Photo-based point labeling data
════════════════
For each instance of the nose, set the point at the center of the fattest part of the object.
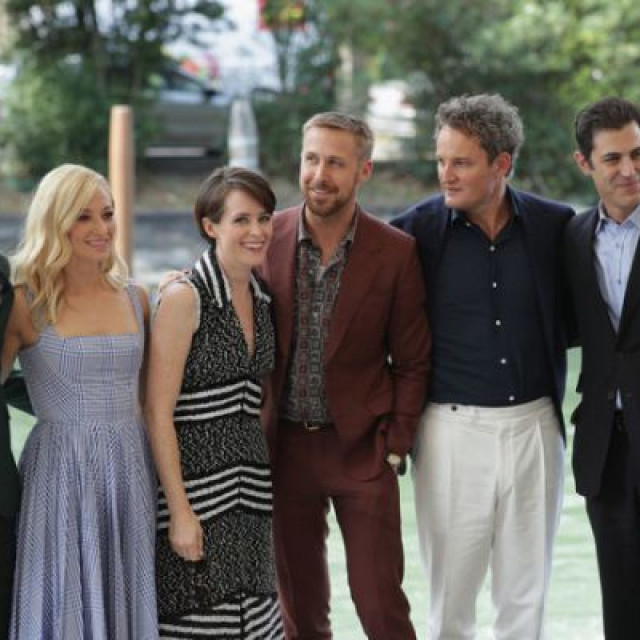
(445, 171)
(254, 227)
(628, 166)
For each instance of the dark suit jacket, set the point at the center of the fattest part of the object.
(543, 222)
(610, 360)
(376, 361)
(14, 392)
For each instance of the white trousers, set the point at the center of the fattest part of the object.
(488, 491)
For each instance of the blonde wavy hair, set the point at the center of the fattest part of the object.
(45, 249)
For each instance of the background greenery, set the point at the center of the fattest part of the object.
(550, 57)
(573, 611)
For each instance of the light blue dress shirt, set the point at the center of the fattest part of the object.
(615, 247)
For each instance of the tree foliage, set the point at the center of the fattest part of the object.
(78, 57)
(307, 61)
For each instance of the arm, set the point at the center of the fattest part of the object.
(409, 346)
(15, 391)
(19, 332)
(144, 301)
(170, 345)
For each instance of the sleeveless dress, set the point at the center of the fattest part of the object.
(86, 534)
(231, 593)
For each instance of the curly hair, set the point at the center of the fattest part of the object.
(488, 118)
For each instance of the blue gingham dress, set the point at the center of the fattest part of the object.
(86, 531)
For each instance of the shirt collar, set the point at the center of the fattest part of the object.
(457, 217)
(603, 218)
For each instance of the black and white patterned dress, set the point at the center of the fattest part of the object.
(225, 467)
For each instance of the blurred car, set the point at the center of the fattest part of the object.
(191, 114)
(392, 118)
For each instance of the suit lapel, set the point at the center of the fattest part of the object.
(541, 251)
(360, 271)
(282, 275)
(585, 258)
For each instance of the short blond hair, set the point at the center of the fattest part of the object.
(357, 127)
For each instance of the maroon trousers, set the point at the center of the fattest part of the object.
(309, 476)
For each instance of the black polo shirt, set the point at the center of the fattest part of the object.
(488, 343)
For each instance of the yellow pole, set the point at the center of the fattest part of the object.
(122, 177)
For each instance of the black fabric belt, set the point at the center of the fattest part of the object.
(306, 425)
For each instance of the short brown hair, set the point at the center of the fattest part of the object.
(214, 190)
(344, 122)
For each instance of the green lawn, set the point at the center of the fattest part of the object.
(574, 605)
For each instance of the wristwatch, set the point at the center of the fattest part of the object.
(396, 462)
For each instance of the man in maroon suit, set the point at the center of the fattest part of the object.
(349, 386)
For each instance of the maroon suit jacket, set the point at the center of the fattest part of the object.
(377, 356)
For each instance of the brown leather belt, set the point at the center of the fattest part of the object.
(618, 421)
(307, 425)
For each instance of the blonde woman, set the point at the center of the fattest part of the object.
(213, 345)
(86, 534)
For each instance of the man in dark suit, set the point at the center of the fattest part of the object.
(488, 461)
(348, 389)
(14, 392)
(604, 272)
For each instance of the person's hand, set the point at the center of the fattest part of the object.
(397, 463)
(169, 277)
(186, 537)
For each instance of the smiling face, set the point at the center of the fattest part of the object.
(92, 234)
(470, 182)
(331, 171)
(614, 167)
(243, 233)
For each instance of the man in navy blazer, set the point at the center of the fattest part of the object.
(603, 266)
(488, 457)
(13, 392)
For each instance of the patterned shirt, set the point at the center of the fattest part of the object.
(317, 287)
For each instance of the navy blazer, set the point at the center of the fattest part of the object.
(610, 358)
(543, 222)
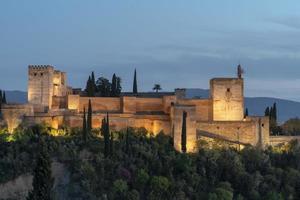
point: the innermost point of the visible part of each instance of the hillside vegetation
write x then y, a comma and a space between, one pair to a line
141, 166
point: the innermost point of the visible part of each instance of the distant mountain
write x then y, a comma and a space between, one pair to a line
256, 105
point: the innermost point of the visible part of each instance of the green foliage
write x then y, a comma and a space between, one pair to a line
183, 132
84, 127
135, 88
42, 180
105, 88
148, 167
89, 119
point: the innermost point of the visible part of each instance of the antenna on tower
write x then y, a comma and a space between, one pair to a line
240, 71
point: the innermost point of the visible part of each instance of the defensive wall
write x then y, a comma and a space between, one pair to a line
221, 115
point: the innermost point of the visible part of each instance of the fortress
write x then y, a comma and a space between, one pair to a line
221, 115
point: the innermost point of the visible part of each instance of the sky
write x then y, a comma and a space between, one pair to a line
175, 43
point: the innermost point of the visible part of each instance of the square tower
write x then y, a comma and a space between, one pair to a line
40, 85
227, 96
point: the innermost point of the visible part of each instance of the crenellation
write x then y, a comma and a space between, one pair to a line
221, 115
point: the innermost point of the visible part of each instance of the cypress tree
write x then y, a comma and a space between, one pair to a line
113, 92
135, 91
93, 82
84, 127
106, 134
246, 112
275, 112
42, 180
106, 137
267, 111
89, 119
4, 98
127, 141
111, 144
119, 87
183, 132
1, 96
0, 101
════════════════
_Given instruction_
Word for word, restate the lines from the one containing "For each instance of the man in navy" through the end of the listing, and nothing more. Skip the pictures.

_Task response_
For each instance of the man in navy blazer, set the point at the center of the fattest part of the object.
(603, 266)
(488, 457)
(13, 392)
For each instance of the patterned shirt, set the point at the center of the fattest part of the object.
(317, 287)
For each instance of the navy blazer, set the point at the center of the fattest part of the object.
(610, 358)
(543, 222)
point: the innermost point of the visible part of each instance of the hillside vegetation
write x then y, a comma and a space between, one pair to a line
141, 166
point: the innermost point of the visible part of each instance of the distant mountain
write x then y, a comma and a space between, one pair to a line
256, 105
point: the innermost point of the visible part of each instance of the green foliage
write x then y, a comma and a space between, one pair to a line
183, 132
84, 127
135, 88
42, 180
105, 88
148, 167
89, 119
point: the innermost point of the visible part of each instance of the antenna on tower
write x then y, a comma and a space between, one pair to a line
240, 71
point: the innermost point of the visible part of each instance of the defensive wall
write x then y, a comma and a space between, one pair to a line
221, 115
point: the innermost point of the visible part of each instance of the fortress
write x then y, a comma and a space between, one pair to a line
221, 115
point: the innermost point of the visible part of each instance of the sky
write x then y, a comma and a space between, one pair to a line
175, 43
point: the innermost point of the visible part of each instance of the square tower
write x then y, a comma and a space between, one pair to a line
40, 85
227, 96
point: the innermost point of the visible part of each instance of the crenellation
write x then y, a comma and a space between, one pair to a line
221, 115
point: the innermost point of the visible part of each instance of the cypress tree
write x then y, a comma and a space between, one pair to a line
113, 92
135, 91
93, 82
84, 127
106, 134
246, 112
275, 112
42, 180
106, 137
267, 111
89, 119
4, 98
127, 141
111, 144
119, 87
183, 132
1, 96
0, 101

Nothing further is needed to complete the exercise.